▶ **GIVEN TEXT**:
★ ★ ★ ★ ★ ★ ★

Jacobs hurriedly packed up his digs in impoverished Rayton and moved on.

Tribe One Dinokeng

Despite a 14km, 2.4m-high electric fence having been installed by Cullinan Diamond Mine, the abrupt cancellation of the Tribe One Dinokeng music festival left the site vulnerable to vandalism and theft. (Photo: Riaan Jacobs)

Because it never signed a lease agreement with Cullinan Diamond Mine, the city could not capitalise its assets on the festival site. 

Within six months, the infrastructure had been vandalised beyond repair or stripped and stolen.

The only hardware salvaged was the WiFi equipment, which Project Isizwe said was “redeployed in other parts of the city”.

The City of Tshwane took Watson, Louw, Sony and Tribeone Festivals Pty Ltd to court to try to recoup some of its costs. The case is still pending. 

In the music industry, Tribe One is often bitterly referred to as South Africa’s Fyre Festival – a reference to the 2017 event in the Bahamas so disastrous that it became the subject of two separate documentaries and led to a multi-year jail sentence for its founder, Billy McFarland, after he was convicted of fraud for scamming investors and ticket holders out of a collective $26-million.

Fyre Festival was ruled an out-and-out scam, while forensic investigators believe Tribe One “was treated as a bona fide event by the Management Company JV”. But, it concluded, due process was not followed, credentials were not considered, critical information was excluded and costs potentially constituted fruitless and wasteful expenditure.

A fiasco it may have been, but at least the Fyre Festival happened. Tribe One Dinokeng didn’t erect a single stage. 

“To me, it will always just be called Tribe Zero,” said Jacobs.

In February 2023, tickets went on sale for a new African music festival – Oasis One – to be hosted in Namibia in early May by Jandre Louw’s Rockstar Television.

It was announced with a familiar-looking video advert, with footage that belonged to Eugene Naidoo. He’d paid for it as part of the settlement with his subcontractor who had filmed it eight years earlier in Cullinan.

Louw didn’t respond to repeated requests for an interview with Daily Maverick for this story. But within two hours of the first request being sent, on 8 May, the Oasis One site was taken down.

Like its predecessor, the Oasis One festival never happened. DM

This story is part of an ongoing series on the perilous state of the South African music industry. Send tips or information confidentially to [email protected] 


Comments - Please in order to comment.

  • Frank Thurman Thurman says:

    Did anyone read the whole article?
    I got bored after 5 pages.
    Far too much detail imo.

    • Richard Baker says:

      Rather compliment DM and Dianne Neille on such a detailed and credible exposé. Wherever one turns there is fraud and incompetence with strong and valid whiffs of corruption.
      And yet another nail in the reputation and integrity of a senior politician-this one parachuted in to save the wobbling backside of the majority party. Is there no one in the ANC with an ounce of morality and conscience?!

    • Steven Burnett says:

      I did. Excellent read, this comment says way more about you than the incredible research and presentation gone into it.

      Would love to hear from one of the 318 ticket holders.

  • Alley Cat says:

    “More importantly, Watson and Louw’s concept encompassed a sprawling, full-time skills and socioeconomic development component”.

★ ★ ★ ★ ★ ★ ★

▶ **REQUIRED ACTIONS**:
1. In the Tribe One article, substitute "security fence" for "electric fence" and give the passage starting at "Jacobs hurriedly packed" and ending at "(Photo: Riaan Jacobs)".
2. According to the Tribe One article, which parties did the City of Tshwane take to court to recoup some of its costs?
3. Extend the Tribe One article beyond its final line.
The data after this point comes from a separate source.

▶ **GIVEN MATERIAL**:
★ ★ ★ ★ ★ ★ ★

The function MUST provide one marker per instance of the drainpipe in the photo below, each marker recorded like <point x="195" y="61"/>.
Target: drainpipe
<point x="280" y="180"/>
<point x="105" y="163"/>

★ ★ ★ ★ ★ ★ ★

▶ **RESULTS IN ORDER**:
1.
Jacobs hurriedly packed up his digs in impoverished Rayton and moved on.

Tribe One Dinokeng

Despite a 14km, 2.4m-high security fence having been installed by Cullinan Diamond Mine, the abrupt cancellation of the Tribe One Dinokeng music festival left the site vulnerable to vandalism and theft. (Photo: Riaan Jacobs)

2. Watson, Louw, Sony and Tribeone Festivals Pty Ltd.

3.
    As soon as any government outfit hears “socioeconomic development”, they will pour millions into any scheme. The city of Tshwane’s legal department should be held accountable for the poor contracts and Ramakhopa as Mayor should be investigated as the ultimately responsible person. A bunch of amateurs dealing with what could at best be described as a bunch of idiots. And yet again, the poor people suffer! Follow the (missing) money!

  • Chris VZ says:

    Kgosientsho Ramokgopa, our new “Minister of Electricity” seems to have a penchant for spending money without conducting appropriate due diligence or even basic common sense. One can only wonder how many billions of Rands of taxpayer money he is secretly spending on diesel to “keep the lights on” with Eskom now implementing stage 6 load shedding.

  • Heinrich Holt says:

    Those smooth operators seemingly the criminal minds behind preparing a totally out of sorts politician for more “Stage” failures to come. How ironic.

  • Hermann Funk says:

    Nothing has changed. Ramakhopa is still an illusionist. He brags that ESKOM is under control. Yet we are back at stage 6 loadshedding and could go up to 8 if there is another cold spell. He is just ase useless/incopetent as the rest of his comrades.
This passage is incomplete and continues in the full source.